— start TEXT TO READ —
Biricik Biricik

Posted on Apr 14 • Edited on May 16 • Originally published at zsky.ai

Building a Free AI Image Generator: Architecture Decisions That Kept Us Alive

#tutorial #webdev #machinelearning #ai

When we set out to build ZSky AI — a free AI image generator offering 50 daily generations without requiring signup — we knew the technical challenges would be significant. What we didn't anticipate was how many architecture decisions would come down to "what keeps us from going bankrupt."

This is the story of those decisions, the mistakes we made along the way, and what we'd do differently.

The Core Challenge

The fundamental tension in offering free AI image generation is simple: GPU compute is expensive, and free users don't pay. Every architecture decision we made was filtered through this lens.

Our constraints:

Generate images in under 10 seconds (users won't wait longer)
Support 50 free generations per user per day
Run sustainably without venture capital
Scale without proportional cost increases

Decision 1: Self-Hosted GPUs vs. Cloud APIs

This was the biggest decision we made, and it saved the project.

The cloud API approach would have been simpler to implement. Services like Replicate, RunPod, and various model-hosting providers offer pay-per-generation APIs. The math seemed reasonable at first: $0.01-0.05 per generation.

But when we modeled our target usage — thousands of free generations daily — the monthly cloud bill quickly exceeded $10,000. For a bootstrapped project with a generous free tier, that's unsustainable.

Our approach: self-hosted GPU cluster. We invested in our own hardware. The upfront cost was significant, but the per-generation cost dropped to a fraction of a cent. Here's the rough math:

Cloud API: ~$0.03 per generation
Self-hosted: ~$0.002 per generation (amortized hardware + electricity)
Monthly savings at 10,000 daily generations: ~$8,000

The breakeven point was about 3 months. After that, every generation was dramatically cheaper than cloud.

Trade-offs:

We handle all hardware maintenance, driver updates, and failures
Scaling requires purchasing physical hardware (can't spin up instances on demand)
We need expertise in GPU systems administration
Power and cooling are ongoing concerns

What we'd do differently: We'd start with cloud APIs for the first month to validate demand, then migrate to self-hosted once we had traffic numbers to justify the investment.

Decision 2: Inference Pipeline Architecture

Our inference pipeline went through three major iterations.
— end TEXT TO READ —
== PARTS OF THE EXERCISE ==
a) From the records, copy out every line from the line with "the small snow-covered shrub" to the line with "[333,177,370,218]", keeping each one unchanged and including both ends. Omit the pictures.
b) Continue the post on building a free AI image generator from the point where it stops.
— start INPUT DATA —
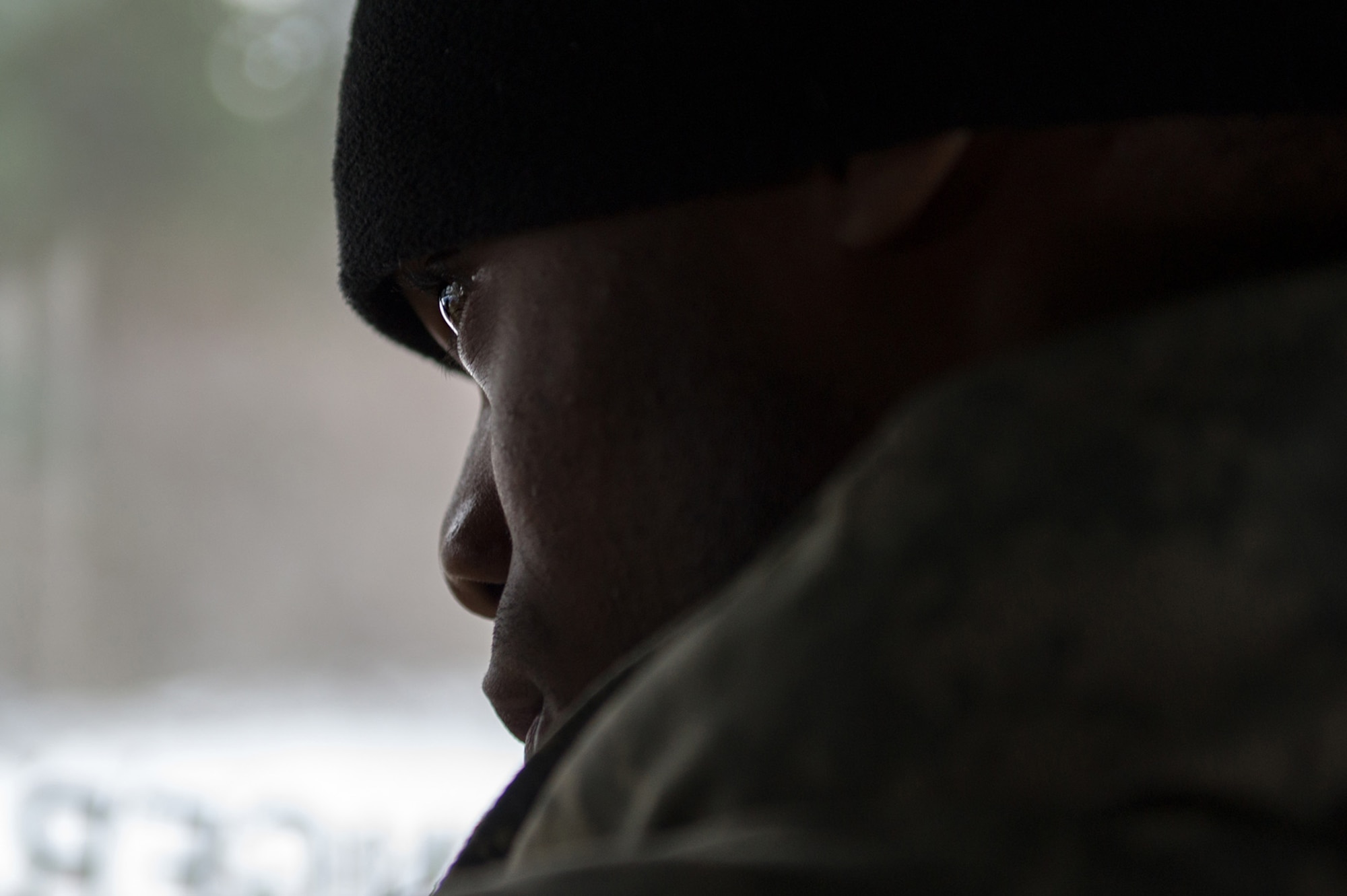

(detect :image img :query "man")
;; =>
[335,0,1347,893]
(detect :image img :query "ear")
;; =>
[836,131,971,249]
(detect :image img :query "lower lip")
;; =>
[524,709,543,761]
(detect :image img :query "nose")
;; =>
[439,404,511,619]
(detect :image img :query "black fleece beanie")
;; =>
[334,0,1347,357]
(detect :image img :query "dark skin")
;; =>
[400,120,1347,752]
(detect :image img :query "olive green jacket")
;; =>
[439,262,1347,896]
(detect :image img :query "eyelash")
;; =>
[439,277,467,336]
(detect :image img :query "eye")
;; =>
[439,280,467,339]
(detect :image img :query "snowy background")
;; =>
[0,0,521,896]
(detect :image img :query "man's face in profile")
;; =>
[401,172,894,747]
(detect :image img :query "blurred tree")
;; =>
[0,0,349,261]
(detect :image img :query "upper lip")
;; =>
[482,662,544,740]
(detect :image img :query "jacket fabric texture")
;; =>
[438,262,1347,896]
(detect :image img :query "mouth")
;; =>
[482,663,544,743]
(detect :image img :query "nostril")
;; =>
[447,576,505,619]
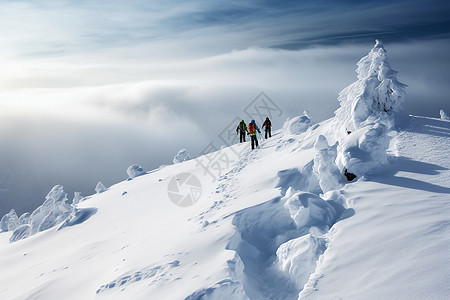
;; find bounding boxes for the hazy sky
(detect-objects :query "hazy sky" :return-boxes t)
[0,0,450,215]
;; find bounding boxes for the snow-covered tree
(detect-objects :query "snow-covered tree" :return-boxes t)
[335,40,406,131]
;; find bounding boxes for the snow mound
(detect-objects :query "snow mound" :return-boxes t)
[335,40,406,132]
[127,164,146,180]
[95,181,107,194]
[5,185,97,243]
[282,112,313,135]
[336,123,389,177]
[173,149,191,164]
[72,192,83,205]
[313,135,342,193]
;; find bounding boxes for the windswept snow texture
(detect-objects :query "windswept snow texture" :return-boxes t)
[127,164,146,180]
[95,181,107,194]
[96,260,180,294]
[173,149,191,164]
[282,112,313,135]
[336,123,389,178]
[0,209,19,231]
[0,185,97,243]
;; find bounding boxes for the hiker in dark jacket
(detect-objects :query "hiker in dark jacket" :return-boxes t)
[236,120,248,143]
[262,117,272,139]
[248,120,261,150]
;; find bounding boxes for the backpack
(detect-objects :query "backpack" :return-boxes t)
[248,123,256,134]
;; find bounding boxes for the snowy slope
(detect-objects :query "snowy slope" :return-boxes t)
[0,113,450,299]
[301,117,450,299]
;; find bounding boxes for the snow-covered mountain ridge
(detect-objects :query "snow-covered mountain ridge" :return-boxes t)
[0,42,450,299]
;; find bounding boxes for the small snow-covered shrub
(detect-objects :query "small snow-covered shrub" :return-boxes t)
[336,123,389,177]
[284,192,337,232]
[335,40,406,132]
[127,164,145,179]
[173,149,191,164]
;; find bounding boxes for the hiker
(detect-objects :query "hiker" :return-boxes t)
[236,120,248,143]
[262,117,272,140]
[248,120,261,150]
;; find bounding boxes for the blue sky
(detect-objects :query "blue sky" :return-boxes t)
[0,0,450,214]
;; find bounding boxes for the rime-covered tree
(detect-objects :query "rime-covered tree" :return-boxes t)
[335,40,406,131]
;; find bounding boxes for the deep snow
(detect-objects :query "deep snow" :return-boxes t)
[0,41,450,299]
[0,113,450,299]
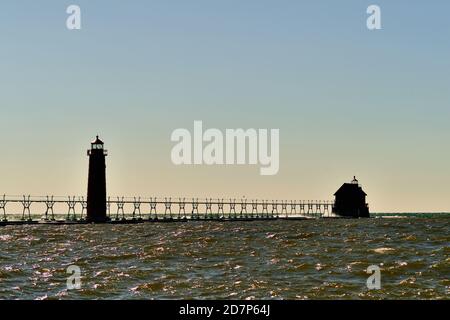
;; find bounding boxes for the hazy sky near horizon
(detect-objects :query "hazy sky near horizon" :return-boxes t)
[0,0,450,212]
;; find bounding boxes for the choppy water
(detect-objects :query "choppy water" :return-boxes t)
[0,218,450,299]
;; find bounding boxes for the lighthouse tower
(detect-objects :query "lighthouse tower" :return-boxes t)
[86,136,109,222]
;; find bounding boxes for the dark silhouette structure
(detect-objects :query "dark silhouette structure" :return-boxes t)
[86,136,109,222]
[333,177,370,218]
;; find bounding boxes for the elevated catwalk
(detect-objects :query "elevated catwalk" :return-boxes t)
[0,195,338,225]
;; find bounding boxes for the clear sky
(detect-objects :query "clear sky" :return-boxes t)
[0,0,450,211]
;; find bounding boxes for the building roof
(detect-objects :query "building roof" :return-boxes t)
[91,136,104,144]
[334,183,367,196]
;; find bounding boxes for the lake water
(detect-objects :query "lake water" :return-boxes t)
[0,215,450,299]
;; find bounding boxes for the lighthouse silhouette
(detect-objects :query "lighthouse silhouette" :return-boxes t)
[86,136,109,222]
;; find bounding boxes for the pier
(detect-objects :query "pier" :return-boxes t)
[0,195,337,225]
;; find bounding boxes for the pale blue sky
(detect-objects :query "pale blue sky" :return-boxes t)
[0,0,450,211]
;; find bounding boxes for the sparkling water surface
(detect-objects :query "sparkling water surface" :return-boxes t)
[0,217,450,299]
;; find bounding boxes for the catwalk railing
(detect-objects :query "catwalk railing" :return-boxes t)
[0,195,334,222]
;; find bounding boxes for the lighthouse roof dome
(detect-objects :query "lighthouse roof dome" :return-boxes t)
[91,136,104,144]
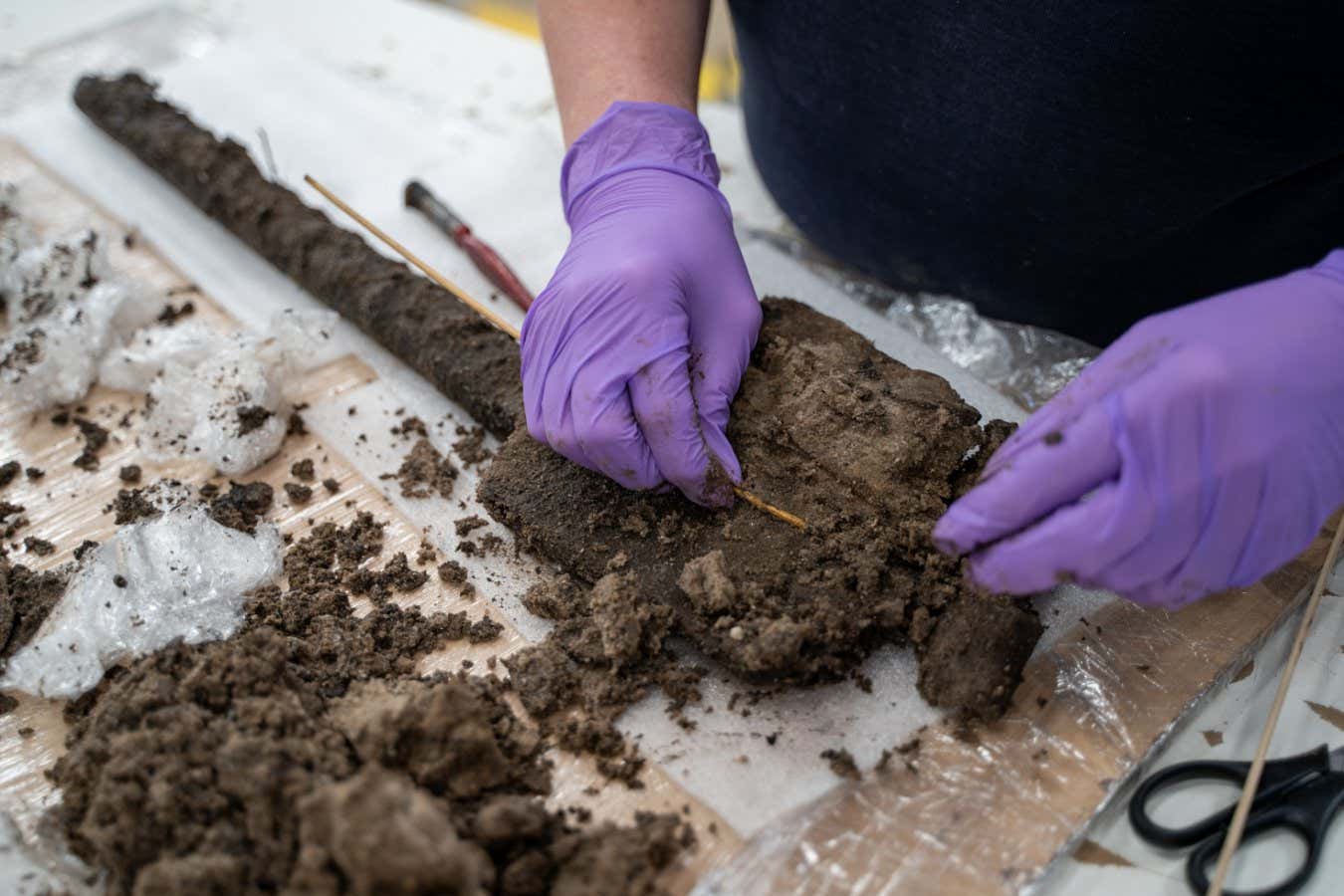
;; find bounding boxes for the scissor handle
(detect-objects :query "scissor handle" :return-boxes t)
[1129,746,1331,847]
[1186,773,1344,896]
— end INPUT DATA —
== FINAL RESULTS ==
a)
;; find bounding boxes for the small snow-covered shrub
(detect-objects :query "small snow-covered shrub" :return-boxes t)
[336,123,389,177]
[284,192,337,232]
[335,40,406,132]
[127,164,145,179]
[173,149,191,164]
;; find bounding boxes for the hiker
(detect-objects :query "hiker" :return-boxes t)
[236,120,248,143]
[262,117,272,140]
[248,120,261,150]
;; find bounding boxes for the blue sky
(detect-objects :query "blue sky" :return-boxes t)
[0,0,450,214]
;; find bounding boxes for the rime-covered tree
(detect-objects :query "rime-covered tree" :return-boxes t)
[335,40,406,131]
;; find bounding boxes for the deep snow
(detect-objects :query "deep snow" :return-boxes t)
[0,41,450,299]
[0,113,450,299]
;; find bounding boxes for the hazy sky near horizon
(detect-objects :query "hazy sky near horizon" :return-boxes t)
[0,0,450,212]
;; find bounding boxes for the choppy water
(detect-objects :query "choppy water" :return-boxes t)
[0,218,450,299]
;; find bounding boxes for the lighthouse tower
(detect-objects :query "lighthouse tower" :return-boxes t)
[86,136,109,222]
;; find bounding boxes for the dark silhouette structure
(detect-objects :query "dark silhouette structure" :return-boxes t)
[86,136,109,222]
[333,177,370,218]

b)
Version 1: Synchronous Processing

The naive approach. User submits a prompt, the web server sends it to the GPU, waits for the result, and returns the image. Simple, but terrible under load.

Problems:

Web server threads blocked during generation (8-15 seconds each)
One slow generation blocks others
No graceful degradation under load

Version 2: Queue-Based Architecture

We moved to an asynchronous queue with Redis:

User Request → API Server → Redis Queue → GPU Worker(s) → Result Store → Polling/WebSocket

This separated the request handling from the generation. The API server adds jobs to the queue and returns immediately. GPU workers pull jobs and process them. The client polls or receives WebSocket updates.

Benefits:

API servers handle thousands of concurrent connections
GPU workers process jobs at their own pace
We can prioritize paid users in the queue
Failed generations can be retried automatically

Version 3: Optimized Pipeline with Batching

The current iteration adds intelligent batching. Instead of processing one image at a time per GPU, we batch compatible requests:

# Simplified batching logic
def batch_compatible(requests):
    """Group requests that can share a model load."""
    batches = defaultdict(list)
    for req in requests:
        key = (req.model, req.resolution, req.style_preset)
        batches[key].append(req)
    return batches

When multiple users request images with the same model and similar parameters, we batch them into a single forward pass. This improved throughput by 40-60% depending on the model.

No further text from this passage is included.